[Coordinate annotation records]
[Start]
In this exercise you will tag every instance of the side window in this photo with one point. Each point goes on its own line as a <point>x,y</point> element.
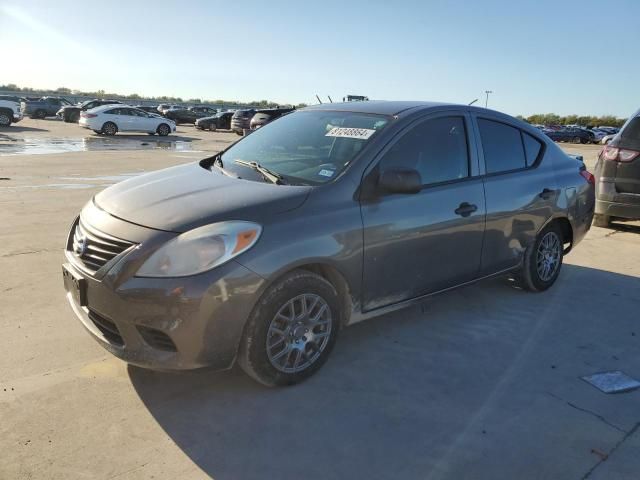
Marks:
<point>436,148</point>
<point>502,146</point>
<point>532,148</point>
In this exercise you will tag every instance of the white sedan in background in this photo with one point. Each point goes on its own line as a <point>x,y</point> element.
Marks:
<point>111,119</point>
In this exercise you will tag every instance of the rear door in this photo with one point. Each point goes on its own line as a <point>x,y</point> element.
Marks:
<point>423,242</point>
<point>120,116</point>
<point>520,190</point>
<point>141,122</point>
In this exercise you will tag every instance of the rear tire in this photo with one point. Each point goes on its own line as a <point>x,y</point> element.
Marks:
<point>163,130</point>
<point>542,260</point>
<point>291,331</point>
<point>110,129</point>
<point>603,221</point>
<point>5,119</point>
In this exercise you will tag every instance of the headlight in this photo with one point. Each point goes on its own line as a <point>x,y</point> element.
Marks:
<point>201,249</point>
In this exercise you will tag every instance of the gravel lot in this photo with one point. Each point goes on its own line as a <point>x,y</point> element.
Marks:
<point>482,382</point>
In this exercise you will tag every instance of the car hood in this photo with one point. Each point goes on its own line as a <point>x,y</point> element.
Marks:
<point>180,198</point>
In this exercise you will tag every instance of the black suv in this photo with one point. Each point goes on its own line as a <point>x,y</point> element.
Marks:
<point>262,117</point>
<point>241,120</point>
<point>618,176</point>
<point>220,120</point>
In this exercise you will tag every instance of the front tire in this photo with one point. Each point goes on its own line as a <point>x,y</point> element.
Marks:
<point>291,331</point>
<point>542,260</point>
<point>163,130</point>
<point>109,129</point>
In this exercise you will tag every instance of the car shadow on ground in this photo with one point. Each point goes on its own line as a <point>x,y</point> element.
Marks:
<point>625,227</point>
<point>174,137</point>
<point>18,129</point>
<point>403,393</point>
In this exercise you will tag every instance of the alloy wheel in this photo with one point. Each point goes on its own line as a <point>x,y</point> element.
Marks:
<point>298,333</point>
<point>548,256</point>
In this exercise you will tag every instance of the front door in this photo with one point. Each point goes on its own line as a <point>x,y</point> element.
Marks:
<point>424,242</point>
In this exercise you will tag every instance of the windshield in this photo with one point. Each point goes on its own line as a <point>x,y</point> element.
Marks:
<point>309,147</point>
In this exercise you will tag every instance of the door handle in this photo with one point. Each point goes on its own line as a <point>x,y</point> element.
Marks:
<point>465,209</point>
<point>546,194</point>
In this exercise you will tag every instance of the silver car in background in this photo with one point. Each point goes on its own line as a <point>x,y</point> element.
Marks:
<point>327,216</point>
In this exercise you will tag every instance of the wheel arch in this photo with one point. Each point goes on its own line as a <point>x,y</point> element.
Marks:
<point>9,112</point>
<point>332,275</point>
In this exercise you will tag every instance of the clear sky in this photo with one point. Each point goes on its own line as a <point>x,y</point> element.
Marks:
<point>573,56</point>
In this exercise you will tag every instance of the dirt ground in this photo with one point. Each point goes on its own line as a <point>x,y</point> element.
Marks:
<point>482,382</point>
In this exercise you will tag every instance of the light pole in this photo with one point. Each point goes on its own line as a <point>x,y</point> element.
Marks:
<point>486,100</point>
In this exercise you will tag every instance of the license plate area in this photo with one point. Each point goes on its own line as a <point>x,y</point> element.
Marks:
<point>75,284</point>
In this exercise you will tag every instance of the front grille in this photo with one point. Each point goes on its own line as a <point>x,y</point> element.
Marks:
<point>93,249</point>
<point>107,328</point>
<point>157,339</point>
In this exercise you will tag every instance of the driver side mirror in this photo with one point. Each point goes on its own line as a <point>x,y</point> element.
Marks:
<point>400,180</point>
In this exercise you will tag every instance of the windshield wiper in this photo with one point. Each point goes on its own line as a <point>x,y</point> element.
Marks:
<point>270,175</point>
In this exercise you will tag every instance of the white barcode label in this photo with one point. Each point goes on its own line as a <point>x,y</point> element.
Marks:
<point>359,133</point>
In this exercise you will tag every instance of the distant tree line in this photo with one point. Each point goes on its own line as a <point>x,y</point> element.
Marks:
<point>61,91</point>
<point>585,120</point>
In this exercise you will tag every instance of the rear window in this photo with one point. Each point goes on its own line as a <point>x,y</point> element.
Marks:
<point>502,146</point>
<point>631,131</point>
<point>532,148</point>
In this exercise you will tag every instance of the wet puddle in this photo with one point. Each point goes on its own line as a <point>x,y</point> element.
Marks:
<point>65,183</point>
<point>37,145</point>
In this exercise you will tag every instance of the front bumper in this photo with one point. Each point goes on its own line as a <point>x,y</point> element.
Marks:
<point>162,323</point>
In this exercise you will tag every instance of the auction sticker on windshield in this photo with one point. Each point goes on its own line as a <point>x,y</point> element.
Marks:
<point>359,133</point>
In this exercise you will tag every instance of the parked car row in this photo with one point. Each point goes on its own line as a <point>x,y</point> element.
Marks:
<point>10,111</point>
<point>578,134</point>
<point>252,119</point>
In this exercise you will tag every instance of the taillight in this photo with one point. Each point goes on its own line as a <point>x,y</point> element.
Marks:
<point>615,154</point>
<point>588,176</point>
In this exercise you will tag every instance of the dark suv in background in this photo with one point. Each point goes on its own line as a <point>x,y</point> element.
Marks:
<point>618,176</point>
<point>241,120</point>
<point>262,117</point>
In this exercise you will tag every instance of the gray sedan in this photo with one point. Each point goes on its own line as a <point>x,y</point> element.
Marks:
<point>327,216</point>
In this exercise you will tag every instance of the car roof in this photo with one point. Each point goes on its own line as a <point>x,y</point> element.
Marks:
<point>379,107</point>
<point>112,105</point>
[End]
## Task to complete:
Reproduce every line of the records between the lines holding "the car shadow" and "<point>548,256</point>", inclusive, and nothing else, shifting each coordinate in the answers by adding 113 to it. Leave all other text on those lines unchanged.

## Response to the task:
In this exercise you will tag every instance of the car shadow on ground in this photo with one point. Each point goes on its own line as a <point>x,y</point> element.
Marks:
<point>738,340</point>
<point>287,250</point>
<point>131,242</point>
<point>516,506</point>
In this exercise you will tag every instance of the alloy wheel in this photo with one point. Each point goes on its own line as a <point>x,y</point> element.
Marks:
<point>411,446</point>
<point>661,369</point>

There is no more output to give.